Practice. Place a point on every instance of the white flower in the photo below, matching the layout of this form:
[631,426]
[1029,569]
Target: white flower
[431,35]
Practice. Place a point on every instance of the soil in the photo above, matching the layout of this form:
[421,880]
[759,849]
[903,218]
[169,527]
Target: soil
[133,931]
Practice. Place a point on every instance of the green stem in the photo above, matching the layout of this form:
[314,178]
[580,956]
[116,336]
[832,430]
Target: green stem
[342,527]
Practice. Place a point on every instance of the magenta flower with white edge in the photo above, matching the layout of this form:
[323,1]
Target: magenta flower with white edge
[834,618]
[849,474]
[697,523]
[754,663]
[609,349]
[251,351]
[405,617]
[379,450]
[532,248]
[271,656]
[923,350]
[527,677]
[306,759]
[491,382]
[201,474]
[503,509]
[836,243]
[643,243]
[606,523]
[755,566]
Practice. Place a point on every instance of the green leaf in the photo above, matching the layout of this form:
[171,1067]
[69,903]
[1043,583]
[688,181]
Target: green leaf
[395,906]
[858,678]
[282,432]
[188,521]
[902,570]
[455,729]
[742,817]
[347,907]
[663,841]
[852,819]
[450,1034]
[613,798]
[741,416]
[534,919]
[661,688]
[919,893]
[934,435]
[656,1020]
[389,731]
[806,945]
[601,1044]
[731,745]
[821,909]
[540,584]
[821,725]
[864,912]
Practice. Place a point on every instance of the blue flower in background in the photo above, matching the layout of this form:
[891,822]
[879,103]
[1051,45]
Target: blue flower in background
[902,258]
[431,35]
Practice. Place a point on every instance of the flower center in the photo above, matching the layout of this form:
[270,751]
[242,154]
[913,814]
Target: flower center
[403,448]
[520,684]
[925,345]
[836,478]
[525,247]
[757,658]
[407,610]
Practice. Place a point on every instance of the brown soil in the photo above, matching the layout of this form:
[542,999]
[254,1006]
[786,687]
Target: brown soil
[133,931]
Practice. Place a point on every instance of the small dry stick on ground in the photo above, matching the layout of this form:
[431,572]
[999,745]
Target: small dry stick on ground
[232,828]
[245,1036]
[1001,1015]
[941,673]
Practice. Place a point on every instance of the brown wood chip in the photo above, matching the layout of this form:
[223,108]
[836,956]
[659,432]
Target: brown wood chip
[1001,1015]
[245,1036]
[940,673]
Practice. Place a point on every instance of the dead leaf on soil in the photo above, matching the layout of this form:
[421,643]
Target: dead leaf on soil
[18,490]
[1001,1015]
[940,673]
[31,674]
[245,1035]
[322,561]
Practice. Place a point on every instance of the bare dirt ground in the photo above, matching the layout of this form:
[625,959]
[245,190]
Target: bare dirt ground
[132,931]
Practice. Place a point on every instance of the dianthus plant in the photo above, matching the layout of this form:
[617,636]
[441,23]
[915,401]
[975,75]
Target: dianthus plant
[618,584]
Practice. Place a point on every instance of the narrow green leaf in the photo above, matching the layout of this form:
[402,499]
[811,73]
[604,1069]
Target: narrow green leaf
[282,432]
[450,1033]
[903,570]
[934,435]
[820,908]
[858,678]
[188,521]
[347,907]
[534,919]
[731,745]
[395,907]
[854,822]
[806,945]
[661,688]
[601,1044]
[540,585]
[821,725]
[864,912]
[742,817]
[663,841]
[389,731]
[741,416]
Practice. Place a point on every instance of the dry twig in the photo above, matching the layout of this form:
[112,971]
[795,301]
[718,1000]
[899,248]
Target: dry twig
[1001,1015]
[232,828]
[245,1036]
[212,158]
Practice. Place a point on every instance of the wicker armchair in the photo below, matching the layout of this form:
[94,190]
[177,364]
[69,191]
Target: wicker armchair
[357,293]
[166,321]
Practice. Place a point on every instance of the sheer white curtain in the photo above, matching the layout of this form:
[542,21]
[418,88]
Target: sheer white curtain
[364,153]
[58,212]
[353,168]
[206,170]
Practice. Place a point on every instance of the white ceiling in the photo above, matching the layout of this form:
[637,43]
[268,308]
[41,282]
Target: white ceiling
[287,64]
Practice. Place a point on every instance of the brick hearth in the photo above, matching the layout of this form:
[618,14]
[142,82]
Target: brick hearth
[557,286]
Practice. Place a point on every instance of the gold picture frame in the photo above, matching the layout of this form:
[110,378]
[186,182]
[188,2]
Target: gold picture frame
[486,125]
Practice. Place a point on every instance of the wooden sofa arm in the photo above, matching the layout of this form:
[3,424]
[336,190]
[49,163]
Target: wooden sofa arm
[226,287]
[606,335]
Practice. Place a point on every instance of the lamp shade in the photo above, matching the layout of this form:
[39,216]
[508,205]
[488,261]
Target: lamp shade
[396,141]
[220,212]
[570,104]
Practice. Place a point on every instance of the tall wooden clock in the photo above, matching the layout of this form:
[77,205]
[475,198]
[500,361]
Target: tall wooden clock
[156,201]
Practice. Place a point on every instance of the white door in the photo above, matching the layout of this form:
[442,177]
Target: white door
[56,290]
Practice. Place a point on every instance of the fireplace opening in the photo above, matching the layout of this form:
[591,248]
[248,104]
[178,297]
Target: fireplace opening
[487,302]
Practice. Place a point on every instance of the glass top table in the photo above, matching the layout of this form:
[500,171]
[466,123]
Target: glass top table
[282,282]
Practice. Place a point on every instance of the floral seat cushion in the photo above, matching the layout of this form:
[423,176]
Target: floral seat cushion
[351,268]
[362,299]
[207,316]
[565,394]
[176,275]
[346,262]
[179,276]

· · · ·

Brief: Please reproduce each line exactly as written.

Result:
Practice. Place a point on every instance of the white flower in the photo below, matching the layout of this form:
[631,426]
[1029,569]
Target: white flower
[431,35]
Practice. Place a point on every instance of the soil in the photo above, matching the layout of this form:
[421,880]
[759,849]
[903,218]
[169,527]
Target: soil
[133,931]
Practice. Place a point on every instance of the green stem in the photo above, matching the layout of this form:
[314,178]
[580,956]
[116,336]
[832,430]
Target: green stem
[342,527]
Practice. Place a point on every instance of the magenta flower with white edge in the photo above, matching the layout of this form:
[323,1]
Target: magenta flower with white edge
[834,618]
[849,474]
[697,523]
[754,663]
[609,349]
[251,351]
[405,617]
[379,450]
[532,248]
[271,656]
[923,350]
[527,677]
[306,759]
[491,382]
[201,474]
[503,509]
[836,243]
[643,243]
[606,523]
[755,566]
Practice. Place a point on every instance of the green leaf in the photo above, matching the layout of this form:
[171,1067]
[69,903]
[1043,583]
[688,181]
Target: green leaf
[395,906]
[858,678]
[282,432]
[188,521]
[902,570]
[455,729]
[742,817]
[347,907]
[663,841]
[852,819]
[450,1034]
[613,798]
[741,416]
[534,919]
[661,688]
[919,893]
[934,435]
[656,1020]
[389,731]
[806,945]
[601,1044]
[731,745]
[821,909]
[540,584]
[821,725]
[864,912]
Practice. Place a point on every instance of the blue flower in background in the photo above, matching the layout of this form:
[891,822]
[879,103]
[1051,45]
Target: blue flower in background
[902,258]
[431,35]
Practice. Place a point on every instance of the flower center in the photo above, matching the layout of this form:
[270,751]
[242,154]
[913,814]
Target: flower center
[403,448]
[520,684]
[925,345]
[836,478]
[525,247]
[757,658]
[407,610]
Practice. Place a point on every instance of the brown soil in the photo above, matching the layout of this form:
[542,999]
[254,1006]
[786,687]
Target: brown soil
[133,931]
Practice. Place a point on every instance of the small dry stick on ground in the photo above, matching the layout of this form:
[431,572]
[999,745]
Target: small dry stick on ground
[232,828]
[245,1036]
[1001,1015]
[941,673]
Practice. Place a point on every instance of the brown wood chip in the photo above, matching the layout of this form:
[223,108]
[836,956]
[659,432]
Target: brown wood chip
[1001,1015]
[245,1036]
[940,673]
Practice. Place a point on every instance of the dead leaf on soil in the photo above, matching the layout of this form:
[421,643]
Target: dead leaf on soil
[18,490]
[1001,1015]
[940,673]
[31,674]
[245,1035]
[322,561]
Practice. Place a point on every instance of the bare dirt ground in the photo above, matching the layout of this form:
[625,959]
[245,190]
Target: bare dirt ground
[132,931]
Practice. Place a point on every instance of the dianthus plant in the photo above, matching the layout of this form:
[617,636]
[441,23]
[915,401]
[975,75]
Target: dianthus plant
[618,584]
Practice. Place a point on every instance of the narrow green leaf in the photo above, matching the layout of this form:
[402,499]
[811,73]
[604,1069]
Target: narrow green leaf
[282,432]
[450,1033]
[903,570]
[934,435]
[820,908]
[858,678]
[188,521]
[347,907]
[534,919]
[731,745]
[395,907]
[854,822]
[806,945]
[661,688]
[601,1044]
[540,585]
[821,725]
[864,912]
[742,817]
[663,841]
[389,731]
[741,416]
Practice. Place a point on every instance of the dry twig in the photo above, matching the layout of this form:
[112,971]
[795,301]
[718,1000]
[899,248]
Target: dry twig
[1001,1015]
[232,828]
[245,1036]
[212,158]
Practice. Place a point on every instance of the wicker armchair in the photo below, matching the layout of this form:
[94,190]
[177,364]
[69,191]
Target: wicker armchair
[357,293]
[166,321]
Practice. Place a point on every instance of the sheer white curtain in the photo above, matching the layout of this form:
[542,21]
[418,88]
Target: sheer white curtain
[364,153]
[58,212]
[353,168]
[206,170]
Practice. Place a point on every instance of the white ceiling in the photo above, matching the layout of this form:
[637,43]
[268,308]
[41,282]
Target: white ceiling
[287,64]
Practice. Place a point on every instance of the brick hearth in the photo above, matching the layout of this form:
[618,14]
[142,82]
Target: brick hearth
[557,286]
Practice. Place a point on every instance of the gold picture frame in the photo above, matching the layout of this form:
[110,378]
[186,182]
[188,2]
Target: gold picture frame
[486,125]
Practice. Place a point on every instance of the wooden sofa arm in the photo above, matching the layout of this form:
[3,424]
[336,190]
[49,163]
Target: wooden sofa arm
[226,287]
[606,335]
Practice. Place a point on every instance of the lamp shade in the photo above, matching the layout of this form:
[39,216]
[508,205]
[488,261]
Target: lamp shade
[396,141]
[220,212]
[570,104]
Practice. Place a point on every instance of the tall wooden clock in the photo above, matching the layout of this form:
[77,205]
[475,198]
[500,361]
Target: tall wooden clock
[156,201]
Practice. Place a point on every instance of the white door in the photo above, matching the layout of this form:
[442,177]
Target: white door
[56,290]
Practice. Place a point on every instance of the fireplace opening in the photo above, matching the layout of this form:
[591,248]
[248,104]
[178,297]
Target: fireplace opening
[487,302]
Practice. Place a point on every instance of the glass top table in the photo above, matching the layout of this form:
[500,171]
[466,123]
Target: glass top table
[282,282]
Practice. Place a point on every instance of the floral seat cushion in the photo above, matching the layout of this form:
[423,176]
Target: floral seat cushion
[351,268]
[362,299]
[207,316]
[565,394]
[176,275]
[346,262]
[179,276]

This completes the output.